Work required: Extract every line in the data below that contains the word "leafy", matching its case exactly.

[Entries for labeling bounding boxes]
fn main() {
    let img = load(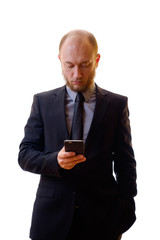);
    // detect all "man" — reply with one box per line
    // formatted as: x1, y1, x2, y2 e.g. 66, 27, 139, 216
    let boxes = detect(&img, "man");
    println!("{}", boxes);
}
19, 30, 137, 240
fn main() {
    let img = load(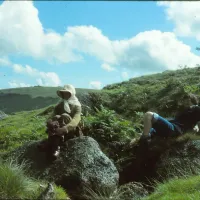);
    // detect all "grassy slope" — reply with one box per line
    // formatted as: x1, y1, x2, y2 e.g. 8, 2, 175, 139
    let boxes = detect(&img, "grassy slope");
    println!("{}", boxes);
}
103, 68, 200, 117
0, 109, 47, 152
0, 68, 200, 200
145, 176, 200, 200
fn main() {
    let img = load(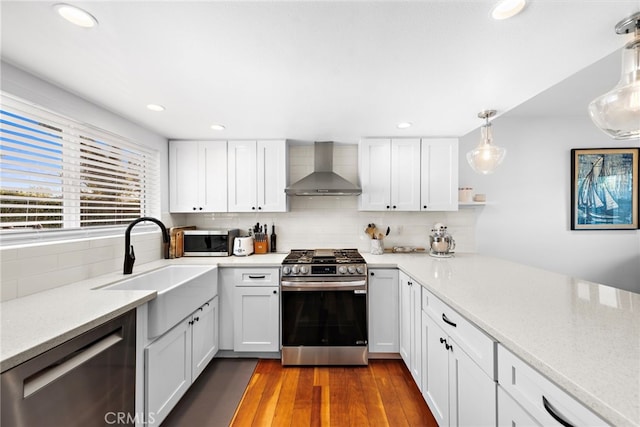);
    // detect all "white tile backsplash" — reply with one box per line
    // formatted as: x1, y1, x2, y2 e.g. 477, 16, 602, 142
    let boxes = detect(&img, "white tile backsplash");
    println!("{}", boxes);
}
0, 144, 482, 301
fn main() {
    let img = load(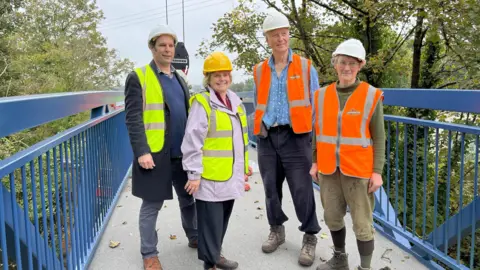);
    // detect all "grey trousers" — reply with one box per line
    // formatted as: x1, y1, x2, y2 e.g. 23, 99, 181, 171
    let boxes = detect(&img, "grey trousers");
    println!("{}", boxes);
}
139, 159, 198, 259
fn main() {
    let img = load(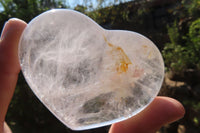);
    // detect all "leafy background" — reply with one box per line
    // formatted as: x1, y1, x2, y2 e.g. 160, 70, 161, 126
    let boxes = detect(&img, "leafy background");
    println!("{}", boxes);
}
0, 0, 200, 133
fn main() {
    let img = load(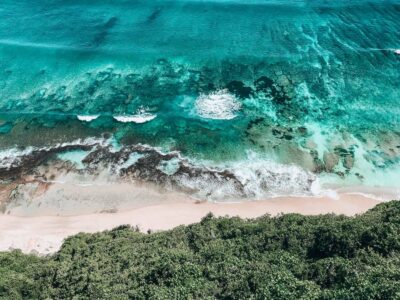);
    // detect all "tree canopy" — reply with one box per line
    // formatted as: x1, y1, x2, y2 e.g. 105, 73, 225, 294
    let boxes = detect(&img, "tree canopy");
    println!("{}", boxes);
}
0, 201, 400, 300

Output of the task:
    // detect all "leafy background" — reply with one box per line
    let boxes = detect(&img, "leafy background");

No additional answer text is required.